→ 抜粋文:

物語のエンジン、コンフリクトを「もめごと」と考えると、
もめごとの解決には、いくつかのパターンがある。
1 もめごとの原因となる悪い奴を取り除く(殺すまたは追放、ハリウッド的)
2 もめごとの原因となる悪い奴を改心させる(日本的)
3 もめごとを起こす原因を、みんなの協力で解決(ドラマによくある)
4 もめごとを起こす原因を、第三者機関に委託(ウルトラマンの構造)
5 もめごとは、公的機関では扱えないケースを闇の機関が裁く(必殺仕事人的ヒーロー)
6 もめごとを起こした本人が自力解決
7 もめごとは、実は相手を思ってのことだった
8 もめごと自体大きすぎるので、別件逮捕にする
9 もめごと自体大きすぎるので、そこから脱出する
10 そのもめごとには、意外な真犯人が
11 もめごとの濡れ衣を晴らす
12 もめごとを解決するには、○○時までに△△をしなければならない(自分が使者になる)

→ 項目一覧:
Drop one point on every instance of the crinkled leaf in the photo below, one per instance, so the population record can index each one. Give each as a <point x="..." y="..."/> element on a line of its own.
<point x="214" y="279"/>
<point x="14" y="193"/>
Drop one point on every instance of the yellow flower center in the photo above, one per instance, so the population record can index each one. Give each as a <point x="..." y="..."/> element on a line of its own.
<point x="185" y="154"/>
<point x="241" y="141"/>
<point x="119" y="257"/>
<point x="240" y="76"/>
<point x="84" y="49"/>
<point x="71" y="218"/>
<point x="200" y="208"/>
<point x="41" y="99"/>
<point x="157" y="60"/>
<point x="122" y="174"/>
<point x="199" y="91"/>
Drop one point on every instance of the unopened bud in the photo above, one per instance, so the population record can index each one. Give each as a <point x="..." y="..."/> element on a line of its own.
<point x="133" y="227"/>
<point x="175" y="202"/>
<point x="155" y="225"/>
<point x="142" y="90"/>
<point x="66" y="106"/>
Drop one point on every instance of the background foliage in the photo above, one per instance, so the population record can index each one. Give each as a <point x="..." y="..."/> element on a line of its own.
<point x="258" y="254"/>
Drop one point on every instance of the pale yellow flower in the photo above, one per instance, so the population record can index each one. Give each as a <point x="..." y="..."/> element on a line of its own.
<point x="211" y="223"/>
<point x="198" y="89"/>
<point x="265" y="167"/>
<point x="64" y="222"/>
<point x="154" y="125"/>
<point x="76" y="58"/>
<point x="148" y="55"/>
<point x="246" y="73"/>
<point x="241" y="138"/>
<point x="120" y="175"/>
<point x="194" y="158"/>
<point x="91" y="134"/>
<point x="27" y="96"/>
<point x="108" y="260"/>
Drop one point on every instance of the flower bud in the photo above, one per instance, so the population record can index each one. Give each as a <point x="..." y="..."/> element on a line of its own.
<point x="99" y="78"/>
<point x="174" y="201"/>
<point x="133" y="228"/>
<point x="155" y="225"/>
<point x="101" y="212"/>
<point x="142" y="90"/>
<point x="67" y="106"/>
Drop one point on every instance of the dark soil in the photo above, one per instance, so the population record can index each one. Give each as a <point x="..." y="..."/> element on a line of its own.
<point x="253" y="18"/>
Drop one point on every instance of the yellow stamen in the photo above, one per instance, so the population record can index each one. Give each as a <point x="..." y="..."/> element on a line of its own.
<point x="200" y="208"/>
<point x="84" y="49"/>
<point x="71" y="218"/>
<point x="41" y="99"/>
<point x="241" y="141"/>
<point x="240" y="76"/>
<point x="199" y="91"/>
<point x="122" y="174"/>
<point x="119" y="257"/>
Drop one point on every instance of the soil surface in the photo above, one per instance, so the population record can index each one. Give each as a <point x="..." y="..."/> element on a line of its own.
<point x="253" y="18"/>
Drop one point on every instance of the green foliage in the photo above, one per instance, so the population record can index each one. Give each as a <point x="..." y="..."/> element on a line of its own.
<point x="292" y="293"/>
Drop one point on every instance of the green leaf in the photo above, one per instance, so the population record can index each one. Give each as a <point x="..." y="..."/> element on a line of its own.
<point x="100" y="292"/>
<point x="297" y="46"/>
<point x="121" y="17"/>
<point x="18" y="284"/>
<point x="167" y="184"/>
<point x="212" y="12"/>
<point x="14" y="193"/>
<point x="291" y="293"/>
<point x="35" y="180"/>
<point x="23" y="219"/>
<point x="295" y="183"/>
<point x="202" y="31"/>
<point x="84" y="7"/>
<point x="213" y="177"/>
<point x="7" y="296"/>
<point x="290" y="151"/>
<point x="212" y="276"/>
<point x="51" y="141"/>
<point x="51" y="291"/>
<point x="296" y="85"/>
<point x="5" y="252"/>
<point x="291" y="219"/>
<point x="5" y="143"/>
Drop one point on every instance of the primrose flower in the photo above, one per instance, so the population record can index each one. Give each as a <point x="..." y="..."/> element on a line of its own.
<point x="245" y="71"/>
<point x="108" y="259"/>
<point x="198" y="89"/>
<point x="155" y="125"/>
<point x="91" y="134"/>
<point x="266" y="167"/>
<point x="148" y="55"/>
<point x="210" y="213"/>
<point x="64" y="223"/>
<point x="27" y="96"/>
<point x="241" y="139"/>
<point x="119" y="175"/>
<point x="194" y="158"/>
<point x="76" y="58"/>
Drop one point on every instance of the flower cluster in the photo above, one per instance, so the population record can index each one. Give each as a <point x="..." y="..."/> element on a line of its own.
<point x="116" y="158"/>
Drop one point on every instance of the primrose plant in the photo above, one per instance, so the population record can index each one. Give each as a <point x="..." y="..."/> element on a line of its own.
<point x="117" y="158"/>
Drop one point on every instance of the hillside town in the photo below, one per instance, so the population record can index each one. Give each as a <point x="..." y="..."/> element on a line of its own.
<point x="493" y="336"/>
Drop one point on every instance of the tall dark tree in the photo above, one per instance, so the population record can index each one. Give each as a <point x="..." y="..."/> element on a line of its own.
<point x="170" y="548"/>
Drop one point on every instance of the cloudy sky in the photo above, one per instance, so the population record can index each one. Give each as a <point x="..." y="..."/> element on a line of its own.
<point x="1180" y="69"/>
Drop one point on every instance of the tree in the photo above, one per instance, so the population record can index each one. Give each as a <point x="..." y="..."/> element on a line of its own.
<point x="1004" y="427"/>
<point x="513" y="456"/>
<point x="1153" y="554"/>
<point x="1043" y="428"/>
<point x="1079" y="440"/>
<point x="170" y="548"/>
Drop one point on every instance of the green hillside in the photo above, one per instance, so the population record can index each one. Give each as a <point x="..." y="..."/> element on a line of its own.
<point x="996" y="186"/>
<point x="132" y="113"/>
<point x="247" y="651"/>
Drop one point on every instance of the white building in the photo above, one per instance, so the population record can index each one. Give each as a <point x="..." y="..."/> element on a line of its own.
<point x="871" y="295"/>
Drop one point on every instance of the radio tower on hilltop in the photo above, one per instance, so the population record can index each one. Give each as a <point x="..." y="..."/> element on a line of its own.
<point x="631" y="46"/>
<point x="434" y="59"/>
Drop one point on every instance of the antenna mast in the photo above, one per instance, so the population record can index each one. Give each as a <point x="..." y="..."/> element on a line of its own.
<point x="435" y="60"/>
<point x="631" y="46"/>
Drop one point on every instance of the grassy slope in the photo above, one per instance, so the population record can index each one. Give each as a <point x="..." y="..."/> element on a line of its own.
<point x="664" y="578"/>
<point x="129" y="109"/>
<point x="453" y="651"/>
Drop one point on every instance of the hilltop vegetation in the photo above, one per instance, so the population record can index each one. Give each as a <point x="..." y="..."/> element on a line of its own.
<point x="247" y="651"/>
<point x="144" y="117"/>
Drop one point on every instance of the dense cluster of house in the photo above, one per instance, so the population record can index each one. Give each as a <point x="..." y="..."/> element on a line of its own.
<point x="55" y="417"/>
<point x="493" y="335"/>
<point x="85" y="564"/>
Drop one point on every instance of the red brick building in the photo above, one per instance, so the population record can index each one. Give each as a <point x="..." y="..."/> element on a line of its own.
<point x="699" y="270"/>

→ 課題:
(a) 抜粋文の「4 もめごとを起こす原因を、第三者機関に委託(ウルトラマンの構造)」から「ならない(自分が使者になる)」までの部分を、一字も変えずに返してください。
(b) 抜粋文で「ウルトラマンの構造」とされているのは、どのような解決パターンですか。
抜粋文に書かれていることだけを根拠にしてください。

→ 結果一覧:
(a)
4 もめごとを起こす原因を、第三者機関に委託(ウルトラマンの構造)
5 もめごとは、公的機関では扱えないケースを闇の機関が裁く(必殺仕事人的ヒーロー)
6 もめごとを起こした本人が自力解決
7 もめごとは、実は相手を思ってのことだった
8 もめごと自体大きすぎるので、別件逮捕にする
9 もめごと自体大きすぎるので、そこから脱出する
10 そのもめごとには、意外な真犯人が
11 もめごとの濡れ衣を晴らす
12 もめごとを解決するには、○○時までに△△をしなければならない(自分が使者になる)

(b) もめごとを起こす原因を、第三者機関に委託するパターンです。